── Record excerpts ──
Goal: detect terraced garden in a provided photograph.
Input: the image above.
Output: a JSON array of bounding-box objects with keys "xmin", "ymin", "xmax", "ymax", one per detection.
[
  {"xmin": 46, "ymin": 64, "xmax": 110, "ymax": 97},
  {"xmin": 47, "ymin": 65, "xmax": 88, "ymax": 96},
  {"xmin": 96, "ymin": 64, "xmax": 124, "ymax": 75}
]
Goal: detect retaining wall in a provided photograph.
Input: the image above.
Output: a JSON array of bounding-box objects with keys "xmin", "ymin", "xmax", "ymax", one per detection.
───
── Record excerpts ──
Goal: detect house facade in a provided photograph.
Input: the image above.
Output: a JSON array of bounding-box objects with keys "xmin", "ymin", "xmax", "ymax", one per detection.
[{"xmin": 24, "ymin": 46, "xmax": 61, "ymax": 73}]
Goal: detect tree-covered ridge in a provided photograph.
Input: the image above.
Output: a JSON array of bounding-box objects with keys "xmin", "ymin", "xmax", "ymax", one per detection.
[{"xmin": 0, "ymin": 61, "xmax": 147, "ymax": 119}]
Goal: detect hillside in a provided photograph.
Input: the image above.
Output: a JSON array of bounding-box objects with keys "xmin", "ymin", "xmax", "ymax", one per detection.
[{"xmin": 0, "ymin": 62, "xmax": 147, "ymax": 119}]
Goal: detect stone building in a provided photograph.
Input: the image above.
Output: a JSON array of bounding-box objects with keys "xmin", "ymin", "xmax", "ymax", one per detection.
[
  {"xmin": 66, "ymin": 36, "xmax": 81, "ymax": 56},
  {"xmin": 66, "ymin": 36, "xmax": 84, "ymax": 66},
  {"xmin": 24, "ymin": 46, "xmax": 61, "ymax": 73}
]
───
= Prompt =
Across all the entries, how many lines hold the string "Goal"? Only the number is needed.

= Response area =
6